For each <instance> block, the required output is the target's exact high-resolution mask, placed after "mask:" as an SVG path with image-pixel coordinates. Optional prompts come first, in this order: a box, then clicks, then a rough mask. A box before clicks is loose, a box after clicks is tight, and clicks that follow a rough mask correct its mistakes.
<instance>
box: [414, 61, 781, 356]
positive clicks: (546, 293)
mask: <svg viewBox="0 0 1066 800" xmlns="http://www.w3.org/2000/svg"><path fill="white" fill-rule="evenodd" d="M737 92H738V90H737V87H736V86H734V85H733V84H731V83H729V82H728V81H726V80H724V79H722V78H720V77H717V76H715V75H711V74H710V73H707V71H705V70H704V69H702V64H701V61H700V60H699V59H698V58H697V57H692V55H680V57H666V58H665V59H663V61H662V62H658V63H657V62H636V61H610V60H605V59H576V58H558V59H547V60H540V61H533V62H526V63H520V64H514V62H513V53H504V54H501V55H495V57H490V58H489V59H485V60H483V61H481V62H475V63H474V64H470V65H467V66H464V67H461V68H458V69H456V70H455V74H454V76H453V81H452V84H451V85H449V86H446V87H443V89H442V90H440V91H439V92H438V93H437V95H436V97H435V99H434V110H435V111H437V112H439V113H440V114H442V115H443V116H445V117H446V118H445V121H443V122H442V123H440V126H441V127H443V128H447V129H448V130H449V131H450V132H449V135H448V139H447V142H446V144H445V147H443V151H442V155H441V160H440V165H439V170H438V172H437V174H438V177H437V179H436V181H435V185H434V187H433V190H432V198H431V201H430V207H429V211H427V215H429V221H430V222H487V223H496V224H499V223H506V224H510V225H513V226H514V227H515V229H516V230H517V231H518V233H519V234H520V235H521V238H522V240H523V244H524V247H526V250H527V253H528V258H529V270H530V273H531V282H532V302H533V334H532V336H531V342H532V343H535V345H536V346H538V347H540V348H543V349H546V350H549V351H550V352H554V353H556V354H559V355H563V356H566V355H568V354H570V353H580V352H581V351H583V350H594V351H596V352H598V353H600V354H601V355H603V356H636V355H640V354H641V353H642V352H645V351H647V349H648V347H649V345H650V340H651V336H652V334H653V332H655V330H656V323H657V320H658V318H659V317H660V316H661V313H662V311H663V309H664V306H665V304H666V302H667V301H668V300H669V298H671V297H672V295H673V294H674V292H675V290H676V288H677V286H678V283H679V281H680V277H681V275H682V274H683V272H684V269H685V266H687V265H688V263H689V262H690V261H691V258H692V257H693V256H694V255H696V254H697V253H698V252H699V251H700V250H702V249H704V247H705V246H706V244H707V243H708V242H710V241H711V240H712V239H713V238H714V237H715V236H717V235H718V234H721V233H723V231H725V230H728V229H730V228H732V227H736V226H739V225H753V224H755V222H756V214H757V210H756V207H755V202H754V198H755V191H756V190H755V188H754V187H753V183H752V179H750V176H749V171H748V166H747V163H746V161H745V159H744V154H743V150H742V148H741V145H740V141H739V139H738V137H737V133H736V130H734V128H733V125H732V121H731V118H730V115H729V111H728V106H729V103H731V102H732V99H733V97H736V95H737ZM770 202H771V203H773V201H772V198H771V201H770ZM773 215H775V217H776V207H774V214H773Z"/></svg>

## TASK TO COMPLETE
Could you copy out every item above word for word, with nothing changed?

## THE COMPLETED TASK
For each <instance> block, the required output is the target's exact high-resolution mask, placed after "mask:" as an SVG path with image-pixel coordinates. Optional prompts come first, in this order: a box, then clicks, then a rough mask. A box before clicks is loose, a box after clicks is tight, and clicks that follow a rough mask correct its mistakes.
<instance>
box: [414, 61, 781, 356]
positive clicks: (546, 293)
mask: <svg viewBox="0 0 1066 800" xmlns="http://www.w3.org/2000/svg"><path fill="white" fill-rule="evenodd" d="M737 92H738V90H737V87H736V86H734V85H733V84H731V83H729V82H728V81H726V80H724V79H722V78H720V77H717V76H715V75H711V74H710V73H707V71H705V70H704V69H702V64H701V61H700V60H699V59H698V58H697V57H692V55H680V57H666V58H665V59H663V61H662V62H658V63H657V62H636V61H610V60H605V59H576V58H558V59H547V60H540V61H533V62H526V63H520V64H514V62H513V53H504V54H501V55H495V57H490V58H489V59H485V60H483V61H481V62H475V63H474V64H470V65H467V66H464V67H461V68H458V69H456V70H455V74H454V76H453V81H452V84H451V85H449V86H446V87H443V89H442V90H440V91H439V92H438V93H437V95H436V97H435V99H434V110H435V111H437V112H439V113H440V114H442V115H443V116H445V117H446V118H445V121H443V122H442V123H440V126H441V127H443V128H447V129H448V130H449V131H450V132H449V135H448V139H447V142H446V144H445V147H443V151H442V155H441V160H440V165H439V170H438V172H437V174H438V177H437V179H436V181H435V185H434V187H433V190H432V198H431V201H430V207H429V211H427V215H429V221H430V222H487V223H496V224H499V223H506V224H510V225H513V226H514V227H515V229H516V230H517V231H518V233H519V234H520V235H521V238H522V240H523V244H524V247H526V250H527V253H528V258H529V270H530V273H531V282H532V302H533V334H532V336H531V342H532V343H535V345H536V346H538V347H540V348H543V349H546V350H549V351H550V352H554V353H556V354H559V355H563V356H566V355H568V354H570V353H580V352H581V351H583V350H594V351H596V352H598V353H600V354H601V355H603V356H636V355H640V354H641V353H642V352H645V351H647V349H648V347H649V345H650V340H651V336H652V334H653V332H655V330H656V323H657V320H658V318H659V317H660V316H661V313H662V311H663V309H664V306H665V304H666V302H667V301H668V300H669V298H671V297H672V295H673V294H674V292H675V290H676V288H677V286H678V283H679V281H680V277H681V275H682V274H683V272H684V269H685V266H687V265H688V263H689V262H690V261H691V258H692V257H693V256H694V255H696V254H697V253H698V252H699V251H700V250H702V249H704V247H705V246H706V244H707V243H708V242H710V241H711V240H712V239H713V238H714V237H715V236H717V235H718V234H721V233H723V231H725V230H728V229H730V228H732V227H736V226H739V225H753V224H755V222H756V214H757V210H756V207H755V202H754V198H755V191H756V190H755V188H754V187H753V183H752V179H750V176H749V171H748V166H747V163H746V161H745V159H744V154H743V150H742V148H741V145H740V141H739V139H738V137H737V133H736V130H734V128H733V125H732V121H731V118H730V115H729V111H728V106H729V103H731V102H732V99H733V97H736V95H737ZM770 202H771V203H773V201H772V198H771V201H770ZM773 215H775V217H776V207H774V214H773Z"/></svg>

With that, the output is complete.